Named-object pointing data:
--- Begin ---

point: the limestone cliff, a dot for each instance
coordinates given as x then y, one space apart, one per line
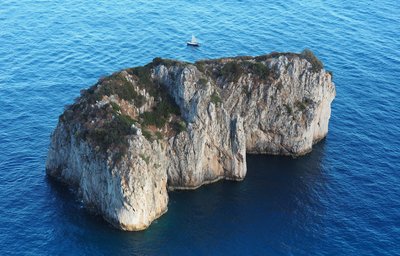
176 125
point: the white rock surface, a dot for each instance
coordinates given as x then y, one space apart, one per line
285 115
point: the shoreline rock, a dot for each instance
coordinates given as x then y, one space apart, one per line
169 125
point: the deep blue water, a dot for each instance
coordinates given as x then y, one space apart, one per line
341 199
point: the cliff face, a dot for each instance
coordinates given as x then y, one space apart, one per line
174 125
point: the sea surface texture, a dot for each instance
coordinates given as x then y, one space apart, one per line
341 199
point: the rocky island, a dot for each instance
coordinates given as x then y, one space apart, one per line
169 125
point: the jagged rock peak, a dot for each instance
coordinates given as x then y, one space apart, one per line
177 125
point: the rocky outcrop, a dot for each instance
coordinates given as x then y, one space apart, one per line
176 125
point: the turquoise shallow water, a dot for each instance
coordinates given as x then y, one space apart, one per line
343 198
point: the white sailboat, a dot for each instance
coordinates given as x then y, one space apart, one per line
194 42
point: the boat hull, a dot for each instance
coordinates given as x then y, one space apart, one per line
193 44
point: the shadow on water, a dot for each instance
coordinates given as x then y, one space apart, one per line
279 196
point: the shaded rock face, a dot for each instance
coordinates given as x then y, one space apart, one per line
174 125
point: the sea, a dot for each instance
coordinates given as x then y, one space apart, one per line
343 198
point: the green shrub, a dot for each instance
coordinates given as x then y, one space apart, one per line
147 135
288 109
161 113
179 126
232 71
257 68
159 135
310 57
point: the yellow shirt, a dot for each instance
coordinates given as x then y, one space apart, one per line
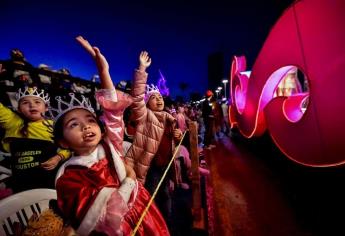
12 123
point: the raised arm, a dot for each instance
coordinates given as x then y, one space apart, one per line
139 88
101 63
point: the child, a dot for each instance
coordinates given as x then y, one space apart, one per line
97 192
154 140
29 139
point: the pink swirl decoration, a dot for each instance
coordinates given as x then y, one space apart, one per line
309 35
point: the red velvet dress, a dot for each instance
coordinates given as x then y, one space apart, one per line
89 188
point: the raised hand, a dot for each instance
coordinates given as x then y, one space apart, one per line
145 61
101 63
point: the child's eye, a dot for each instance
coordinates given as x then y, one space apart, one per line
72 125
92 120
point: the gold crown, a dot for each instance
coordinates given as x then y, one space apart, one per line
33 91
62 107
151 89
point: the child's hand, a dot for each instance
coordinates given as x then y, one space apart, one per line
145 61
177 134
51 163
101 62
130 172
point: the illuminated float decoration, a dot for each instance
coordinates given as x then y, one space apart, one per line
308 127
161 84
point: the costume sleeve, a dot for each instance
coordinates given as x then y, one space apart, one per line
89 205
8 118
113 104
139 110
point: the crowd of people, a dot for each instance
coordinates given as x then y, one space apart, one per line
105 148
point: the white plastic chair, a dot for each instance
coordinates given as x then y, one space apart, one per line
20 207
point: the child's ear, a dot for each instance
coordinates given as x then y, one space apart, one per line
62 143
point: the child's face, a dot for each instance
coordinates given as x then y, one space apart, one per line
32 108
156 102
81 132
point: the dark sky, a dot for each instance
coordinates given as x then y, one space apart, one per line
179 35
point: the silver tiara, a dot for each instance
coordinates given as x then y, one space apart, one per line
34 92
150 89
62 107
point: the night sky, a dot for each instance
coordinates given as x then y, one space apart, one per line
179 36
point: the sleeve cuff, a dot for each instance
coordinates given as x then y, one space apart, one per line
108 94
126 188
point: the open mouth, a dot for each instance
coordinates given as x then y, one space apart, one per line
88 136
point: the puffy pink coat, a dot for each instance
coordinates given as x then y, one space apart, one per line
149 129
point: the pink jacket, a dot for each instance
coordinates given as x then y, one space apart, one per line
149 129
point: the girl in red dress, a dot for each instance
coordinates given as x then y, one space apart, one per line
97 192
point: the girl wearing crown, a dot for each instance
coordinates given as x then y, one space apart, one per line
97 192
29 139
154 140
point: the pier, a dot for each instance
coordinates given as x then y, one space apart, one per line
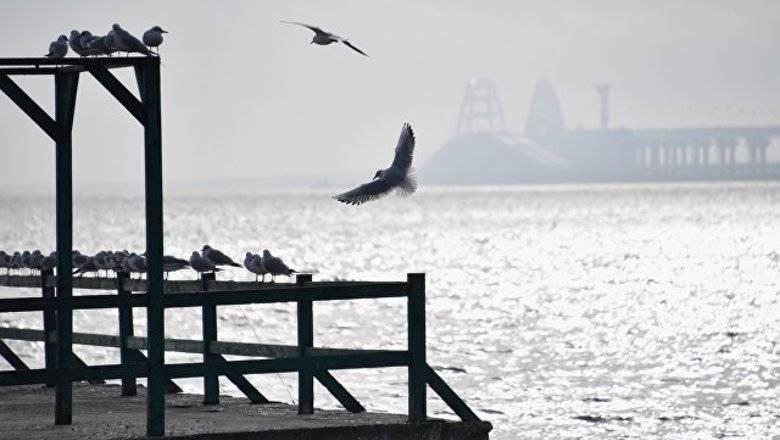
57 303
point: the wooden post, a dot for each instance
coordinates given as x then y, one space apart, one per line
155 313
305 341
65 86
209 318
415 283
125 331
49 324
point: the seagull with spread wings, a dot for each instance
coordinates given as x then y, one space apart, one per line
323 38
399 176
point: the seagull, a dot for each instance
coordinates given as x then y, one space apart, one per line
50 262
217 258
398 176
59 48
275 265
75 42
36 258
86 267
126 42
24 261
5 261
254 264
200 264
153 37
79 258
172 264
324 38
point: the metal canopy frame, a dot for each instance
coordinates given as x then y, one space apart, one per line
146 111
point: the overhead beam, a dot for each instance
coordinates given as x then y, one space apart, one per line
119 91
28 106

--- End ---

◆ WHAT YOU HAVE TO DO ◆
Please reproduce all of the data above line for line and word for word, leaving out the pictures.

◆ TASK RESULT ◆
point: the limestone cliff, a dot for each instance
coordinates given as x then y, one space apart, one per line
176 125
point: the white rock surface, a dot for each instance
coordinates given as x then y, one space apart, one per line
285 115
point: the shoreline rock, a dot for each instance
coordinates given as x then y, one space apart, one per line
169 125
point: the deep blue water, a dot for each instance
coordinates given as x then y, one space apart, one per line
341 199
point: the cliff face, a dot for each instance
coordinates given as x then y, one space apart, one per line
174 125
point: the sea surface texture, a dot for each instance
coordinates given as x then y, one space apart, one per line
341 199
point: the rocky island, a dot for each instance
coordinates given as x then y, one space apart, one per line
169 125
point: the jagged rock peak, a dot for each instance
coordinates given as x then y, one space apart, one per line
177 125
point: the rocky outcrop, a dot for each instance
coordinates given as x then y, one space apart, one per line
176 125
point: the turquoise shallow water, a dot for each instance
coordinates given as x then y, one space apart, one per line
343 198
point: the white sailboat, a dot for each instance
coordinates given as x then y, one space apart, one per line
194 42
point: the boat hull, a dot for each instance
coordinates given as x then y, one space apart, one per line
193 44
point: the shadow on water, a dot for each instance
coordinates given as x then y, one space apart, one per line
279 196
point: the shaded rock face, a dot for each instance
coordinates given as x then y, one space apart, one per line
174 125
point: the sea, a dot for each instance
coordinates given as x then y, one space apart, one per line
343 198
point: the green shrub, a dot for each instance
coordinates given as x then y, one space apart, one per line
147 135
288 109
161 113
179 126
232 71
257 68
159 135
310 57
point: the yellow shirt, a dot for each instance
coordinates given as x then y, one space apart, one per line
12 123
point: the raised arm, a dot for each instance
coordinates given as x then y, one space apart, one per line
139 88
101 63
point: the child, a dot for each instance
coordinates given as x then y, one space apart, one per line
97 192
154 140
29 139
point: the pink swirl decoration, a dot for each instance
coordinates given as x then y, one space apart, one per line
309 35
point: the red velvet dress, a dot for each instance
coordinates given as x then y, one space apart, one per line
89 188
point: the raised hand, a dot for each instance
coordinates given as x then y, one space apart, one per line
145 61
101 63
point: the child's eye, a dot for each instance
coordinates given as x then y, one space apart, one per line
72 125
92 120
point: the gold crown, a dot for each instance
coordinates given as x then y, one space apart, one per line
33 91
62 107
151 89
point: the child's hand, a dot for each instance
coordinates given as x then y, one space apart, one per line
145 61
177 134
51 163
101 62
130 172
point: the illuminated float decoration, a dot for each instance
coordinates given as x then y, one space apart, one per line
308 127
161 84
point: the costume sleeve, a dot for each instance
coordinates given as x then y, one space apart, one per line
89 205
8 118
113 104
139 110
point: the crowd of people, a dot for each instance
coordinates given as x then y, one space apart, one per line
105 148
point: the white plastic chair, a dot for each instance
coordinates given as x then y, one space apart, one per line
20 207
point: the child's ear, a dot for each instance
coordinates given as x then y, one space apart, one per line
62 143
point: the child's face, a dot for each instance
coordinates given as x then y, one space apart, one per line
32 108
156 102
81 132
point: the dark sky, a dot for each instance
coordinates given as x then y, one space apart, one per line
179 35
point: the silver tiara, a dot for each instance
coordinates given as x then y, one space apart, one per line
34 92
150 89
62 107
point: the night sky, a dot for each instance
coordinates given as x then y, one space apart, one per line
179 36
point: the sleeve cuff, a dot for each instance
coordinates given as x then y, one space apart, one per line
108 94
126 188
point: the open mouth, a dot for each instance
coordinates given as x then y, one space apart, one per line
88 136
point: the puffy pink coat, a dot for each instance
coordinates given as x then y, one space apart, one per line
149 129
point: the pink jacket, a dot for each instance
coordinates given as x then y, one space apart, one per line
149 129
point: the girl in red dress, a dot for each instance
coordinates given as x then y, one space apart, one per line
97 192
point: the girl wearing crown, a dot for each instance
coordinates given as x then y, one space apart, one per line
97 192
29 139
154 140
point: the pier, a dot for each instance
coordinates given as x then y, one space apart, one per line
57 303
point: the wooden post, a dot for each instance
coordinates given as x then y, one space apart, one per line
155 313
305 341
65 86
209 318
415 283
125 331
49 324
point: the seagull with spread wings, a dot for each instance
coordinates given as x then y, one space apart, one per line
323 38
399 176
point: the seagull, a dot for each instance
coordinates given as x then y, one space apart, one per line
50 262
217 258
398 176
59 48
275 265
75 42
36 258
86 267
126 42
24 261
5 261
254 264
200 264
153 37
79 258
172 264
324 38
point: the metal canopy frame, a dot for each instance
coordinates given as x then y, one space apart, one per line
146 111
point: the overhead beam, a dot for each instance
coordinates given as x then y, one space apart, one per line
119 91
28 106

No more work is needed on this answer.